Trecho de texto:
..........
É de um outro discurso para o Direito do Trabalho que precisamos. Revogar uma lei ou um conjunto de leis, só será relevante se a revogação for integral e se for concebida como o primeiro passo para a construção de uma outra teoria, que implique uma prática absolutamente diversa em relação aos direitos trabalhistas.
É urgente revogar a integralidade das leis 13.429, 13.467, 13.874, as Emendas Constitucionais 95 e 103. Mas é também urgente exigir que se reconheça o dever de motivação da despedida, o direito fundamental à relação de emprego, o fim de todas as formas de terceirização. É necessário que se discuta, como já fazem outros países, a redução da jornada de 8h, acabando com qualquer possibilidade de extensão para além desse limite perverso. É preciso que se restabeleçam critérios de juros e correção monetária, que efetivamente reponham a perda em relação aos créditos trabalhistas. É necessário acabar de vez com qualquer forma de prescrição de crédito alimentar. É urgente que se elimine, definitivamente, a possibilidade de conciliação que implique renúncia e contenha cláusula de vedação de acesso à justiça, como a tal “quitação de contrato”. É preciso reconhecer a função das partes em audiência, para ultrapassar compreensões distorcidas do texto legal que permitam às empresas levarem atores/atrizes para as salas de audiência, pessoas completamente estranhas à relação social de trabalho, que estudaram documentos para serem arguidas, como se estivessem em uma prova de concurso, e não depondo sobre fatos relevantes para a análise de situações que atingem diretamente a vida de trabalhadoras e trabalhadores. É necessário levar a sério normas de segurança da saúde de quem trabalha. É preciso entender a importância da garantia de uma execução de crédito alimentar.
..........
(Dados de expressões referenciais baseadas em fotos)
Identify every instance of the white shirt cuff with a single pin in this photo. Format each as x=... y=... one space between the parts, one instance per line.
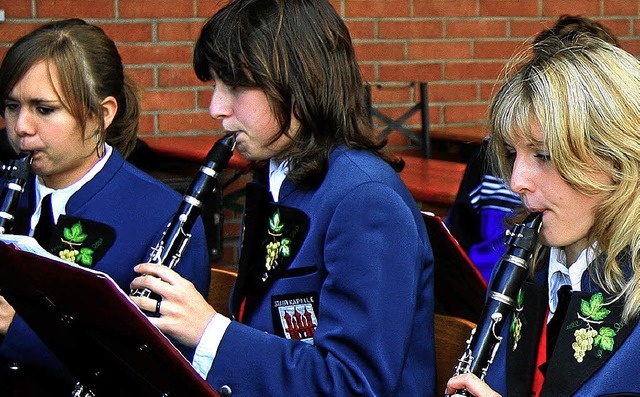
x=208 y=345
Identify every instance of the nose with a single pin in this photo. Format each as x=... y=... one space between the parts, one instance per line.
x=22 y=123
x=521 y=176
x=219 y=107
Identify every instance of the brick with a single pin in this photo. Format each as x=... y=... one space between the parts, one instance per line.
x=206 y=8
x=147 y=124
x=502 y=8
x=16 y=9
x=179 y=31
x=376 y=8
x=168 y=100
x=144 y=54
x=360 y=30
x=75 y=9
x=155 y=8
x=184 y=122
x=489 y=90
x=433 y=50
x=142 y=76
x=618 y=26
x=128 y=32
x=410 y=72
x=465 y=113
x=368 y=71
x=379 y=51
x=631 y=46
x=177 y=77
x=476 y=29
x=452 y=92
x=489 y=70
x=621 y=7
x=556 y=8
x=527 y=29
x=12 y=31
x=496 y=49
x=445 y=8
x=410 y=29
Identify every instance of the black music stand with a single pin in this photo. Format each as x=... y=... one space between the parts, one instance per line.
x=102 y=338
x=459 y=288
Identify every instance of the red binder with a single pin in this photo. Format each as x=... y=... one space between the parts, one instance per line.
x=460 y=290
x=94 y=329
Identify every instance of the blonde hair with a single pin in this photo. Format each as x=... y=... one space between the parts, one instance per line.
x=585 y=95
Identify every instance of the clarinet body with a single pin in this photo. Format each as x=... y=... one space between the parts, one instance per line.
x=175 y=238
x=17 y=172
x=512 y=269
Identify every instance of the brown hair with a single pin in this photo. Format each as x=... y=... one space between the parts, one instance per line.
x=300 y=53
x=90 y=69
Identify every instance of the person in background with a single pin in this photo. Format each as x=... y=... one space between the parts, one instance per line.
x=66 y=100
x=334 y=294
x=477 y=217
x=565 y=130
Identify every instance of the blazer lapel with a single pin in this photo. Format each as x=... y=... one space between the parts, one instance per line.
x=254 y=218
x=589 y=336
x=523 y=350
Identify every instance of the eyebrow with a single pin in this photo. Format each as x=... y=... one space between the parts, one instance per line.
x=35 y=101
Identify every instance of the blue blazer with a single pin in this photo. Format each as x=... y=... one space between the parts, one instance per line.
x=137 y=209
x=344 y=305
x=608 y=367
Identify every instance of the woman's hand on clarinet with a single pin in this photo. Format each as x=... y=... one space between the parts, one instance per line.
x=7 y=313
x=472 y=384
x=183 y=312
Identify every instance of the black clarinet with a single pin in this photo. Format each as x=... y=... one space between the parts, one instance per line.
x=168 y=251
x=512 y=269
x=17 y=172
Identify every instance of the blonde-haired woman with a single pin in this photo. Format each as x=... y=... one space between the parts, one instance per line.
x=566 y=137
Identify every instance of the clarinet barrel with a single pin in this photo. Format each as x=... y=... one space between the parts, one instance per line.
x=511 y=271
x=17 y=172
x=169 y=249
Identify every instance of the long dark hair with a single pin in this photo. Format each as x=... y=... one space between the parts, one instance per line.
x=300 y=53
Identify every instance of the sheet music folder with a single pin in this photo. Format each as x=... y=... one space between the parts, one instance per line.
x=102 y=338
x=459 y=288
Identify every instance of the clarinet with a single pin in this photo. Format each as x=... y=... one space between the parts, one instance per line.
x=17 y=171
x=175 y=238
x=512 y=269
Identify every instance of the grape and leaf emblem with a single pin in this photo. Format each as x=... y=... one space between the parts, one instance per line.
x=517 y=320
x=592 y=313
x=74 y=237
x=278 y=246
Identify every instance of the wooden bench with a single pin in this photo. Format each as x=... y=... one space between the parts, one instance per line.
x=433 y=183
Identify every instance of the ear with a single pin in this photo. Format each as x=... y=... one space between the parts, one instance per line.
x=109 y=110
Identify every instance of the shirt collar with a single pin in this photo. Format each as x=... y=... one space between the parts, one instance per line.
x=60 y=197
x=277 y=174
x=560 y=274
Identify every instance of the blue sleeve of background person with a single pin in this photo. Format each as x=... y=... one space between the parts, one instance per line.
x=491 y=247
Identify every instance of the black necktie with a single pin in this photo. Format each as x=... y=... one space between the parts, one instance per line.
x=44 y=228
x=553 y=327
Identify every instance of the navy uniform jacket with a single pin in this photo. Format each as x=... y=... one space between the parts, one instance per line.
x=131 y=210
x=609 y=366
x=346 y=307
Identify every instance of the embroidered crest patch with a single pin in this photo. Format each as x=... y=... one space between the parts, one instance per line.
..........
Lista de tarefas:
(a) Quais Emendas Constitucionais o trecho sobre o Direito do Trabalho diz ser urgente revogar?
(b) Diga se cada afirmação abaixo está de acordo com o trecho sobre o Direito do Trabalho, respondendo sim ou não e citando literalmente as palavras do trecho que decidem a resposta. (i) O trecho defende que as leis 13.429, 13.467 e 13.874 sejam revogadas apenas em parte. (ii) O trecho defende o fim de todas as formas de terceirização. (iii) O trecho aceita que a jornada se estenda além de 8h em alguns casos.

Respostas fornecidas:
(a) As Emendas Constitucionais 95 e 103.

(b)
(i) Não: "É urgente revogar a integralidade das leis 13.429, 13.467, 13.874"
(ii) Sim: "o fim de todas as formas de terceirização"
(iii) Não: "acabando com qualquer possibilidade de extensão para além desse limite perverso"